[begin GIVEN DATA]

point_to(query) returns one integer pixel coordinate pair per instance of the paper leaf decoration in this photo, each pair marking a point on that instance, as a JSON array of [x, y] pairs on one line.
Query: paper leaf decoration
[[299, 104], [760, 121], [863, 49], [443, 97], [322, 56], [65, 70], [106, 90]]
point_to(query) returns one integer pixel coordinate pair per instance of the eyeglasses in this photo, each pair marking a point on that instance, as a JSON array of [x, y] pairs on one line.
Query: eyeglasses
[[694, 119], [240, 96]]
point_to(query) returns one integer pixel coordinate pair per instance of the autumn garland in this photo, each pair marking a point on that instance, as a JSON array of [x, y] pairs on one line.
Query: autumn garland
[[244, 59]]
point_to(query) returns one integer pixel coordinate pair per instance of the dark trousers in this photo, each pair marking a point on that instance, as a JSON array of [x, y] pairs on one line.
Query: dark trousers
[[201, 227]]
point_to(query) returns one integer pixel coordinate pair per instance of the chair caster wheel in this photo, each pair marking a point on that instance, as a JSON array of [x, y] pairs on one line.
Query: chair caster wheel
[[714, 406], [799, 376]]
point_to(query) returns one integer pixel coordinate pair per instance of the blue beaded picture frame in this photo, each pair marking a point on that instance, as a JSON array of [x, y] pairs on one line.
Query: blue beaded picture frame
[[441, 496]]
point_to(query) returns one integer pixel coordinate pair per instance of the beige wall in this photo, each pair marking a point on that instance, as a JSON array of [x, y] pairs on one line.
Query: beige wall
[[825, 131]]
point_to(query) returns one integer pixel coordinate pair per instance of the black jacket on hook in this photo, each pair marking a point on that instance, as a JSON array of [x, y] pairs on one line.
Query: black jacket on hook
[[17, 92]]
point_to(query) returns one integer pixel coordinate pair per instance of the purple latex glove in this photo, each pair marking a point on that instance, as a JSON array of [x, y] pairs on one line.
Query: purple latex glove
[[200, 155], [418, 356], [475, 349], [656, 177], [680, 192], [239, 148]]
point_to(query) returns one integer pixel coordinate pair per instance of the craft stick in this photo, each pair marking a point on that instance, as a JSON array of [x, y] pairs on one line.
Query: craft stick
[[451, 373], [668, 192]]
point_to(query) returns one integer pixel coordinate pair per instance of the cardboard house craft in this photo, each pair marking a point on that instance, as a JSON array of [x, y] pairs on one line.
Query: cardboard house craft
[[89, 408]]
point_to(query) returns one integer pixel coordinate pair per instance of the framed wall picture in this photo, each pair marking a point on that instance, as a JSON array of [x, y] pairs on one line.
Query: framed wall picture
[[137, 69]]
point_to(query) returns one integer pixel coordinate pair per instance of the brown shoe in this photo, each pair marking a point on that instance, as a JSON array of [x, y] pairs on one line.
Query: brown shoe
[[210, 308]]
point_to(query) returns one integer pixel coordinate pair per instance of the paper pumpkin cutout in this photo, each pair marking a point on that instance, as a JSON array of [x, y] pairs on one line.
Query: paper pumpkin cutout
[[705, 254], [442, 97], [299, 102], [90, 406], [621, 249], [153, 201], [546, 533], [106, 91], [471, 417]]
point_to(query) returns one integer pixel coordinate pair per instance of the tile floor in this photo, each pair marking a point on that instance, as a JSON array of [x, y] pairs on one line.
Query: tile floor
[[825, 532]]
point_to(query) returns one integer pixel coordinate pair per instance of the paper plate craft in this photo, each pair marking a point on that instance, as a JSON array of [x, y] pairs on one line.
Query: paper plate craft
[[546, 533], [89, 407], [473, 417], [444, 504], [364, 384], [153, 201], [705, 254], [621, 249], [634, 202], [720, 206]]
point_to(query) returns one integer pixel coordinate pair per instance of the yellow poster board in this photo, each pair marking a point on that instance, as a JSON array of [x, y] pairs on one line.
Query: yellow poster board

[end GIVEN DATA]

#### EXERCISE PROMPT:
Repeat every one of the entries above word for word, with nothing changed, added, or left out.

#### SOLUTION TO THE PROBLEM:
point_to(query) returns one integer pixel coordinate pair per instance of the paper leaf decoration in this photo, each pair marking a point on that instance, as a JSON array of [x, y] pairs on one line.
Query: paper leaf decoration
[[299, 104], [760, 121], [863, 49], [443, 97], [322, 56], [65, 70], [106, 90]]
point_to(query) returns one integer pixel coordinate pair per instance of the eyeglasses in this photo, each pair marking a point on that instance, as a JSON array of [x, y] pairs on one line.
Query: eyeglasses
[[694, 119], [240, 96]]
point_to(query) returns one integer pixel coordinate pair per instance of the autumn garland in this photo, each pair marking a point on that instance, as a JSON array of [x, y] pairs on one line.
Query: autumn garland
[[244, 59]]
point_to(query) returns one integer pixel coordinate pair per instance of the dark trousers in this photo, each pair marking a point on that instance, as a JSON array of [x, y] pairs on one line.
Query: dark trousers
[[201, 227]]
point_to(query) returns one integer pixel coordinate pair per instance of the chair caster wheel in this photo, each pair marking a point on that instance, as a JSON array of [x, y] pairs on one line.
Query: chair caster wheel
[[714, 406], [799, 376]]
point_to(query) returns one integer pixel coordinate pair per instance of the blue beaded picture frame in this photo, each pair marking a point on that instance, as a JSON array of [x, y] pairs on one line.
Query: blue beaded picture frame
[[441, 496]]
point_to(query) returns one integer pixel coordinate pair per instance of the beige wall in this photo, each pair marking a point on that instance, as a JSON array of [x, y] pairs on one line.
Query: beige wall
[[825, 131]]
point_to(query) returns one integer pixel coordinate pair per instance of the black jacket on hook in this photo, each pair marking a point on that instance, as a JSON array of [x, y] pairs on one line.
Query: black jacket on hook
[[17, 92]]
point_to(query) returns one integer pixel coordinate pair per instance of the purple latex glove in this photo, each pair marking a point on that instance, as a JSON array of [x, y] pairs on one line.
Query: purple latex glove
[[200, 155], [418, 356], [475, 349], [656, 177], [680, 192], [239, 148]]
point_to(query) returns one integer pixel coordinate pair per instance of the craft stick in this photo, each pair marking a point on that instance, as a JSON array of [x, y] pairs on one line.
Query: craft stick
[[451, 373], [668, 192]]
point_to(query) returns one integer pixel coordinate pair per instance of the cardboard house craft in this photo, each pair marking a point on that instance, as a JSON array of [x, y] pairs on one line.
Query: cardboard house craft
[[89, 408]]
point_to(query) returns one integer pixel coordinate pair per instance of the framed wall picture in this photo, each pair marking a point on that instance, as a JSON array of [x, y] pairs on one line.
Query: framed wall picture
[[137, 69]]
point_to(query) returns one integer pixel coordinate pair per instance of the brown shoe in this photo, each pair marking a point on that instance, as a JSON array of [x, y] pairs on one line.
Query: brown shoe
[[210, 308]]
point_to(query) returns one integer pixel coordinate pair per instance of the paper pumpkin cutout in this photo, each pair marking a point on that instance, as a JSON array of [x, y] pairs on one line.
Query: paper pumpkin cutout
[[705, 254], [442, 97], [299, 102], [90, 406], [621, 249], [153, 201], [546, 533], [106, 91], [471, 417]]
point_to(query) returns one integer pixel coordinate pair per instance of the tile floor in this photo, each pair marking a point on that instance, as a JSON array of [x, y] pairs on one line.
Query: tile floor
[[825, 532]]
point_to(query) returns one integer pixel coordinate pair per instance of the paper plate craft in this photo, each pair marking a point on that instance, as a JSON array of [x, y] pairs on one line.
Query: paper plate craft
[[546, 533], [89, 407], [473, 417], [444, 504], [364, 384], [153, 201], [705, 254], [621, 249], [634, 202], [720, 206]]
point_to(query) returns one integer pixel coordinate pair per instance of the yellow poster board in this photo, each pair marking a point on that instance, as a JSON array of [x, y] pairs on one line.
Query: yellow poster board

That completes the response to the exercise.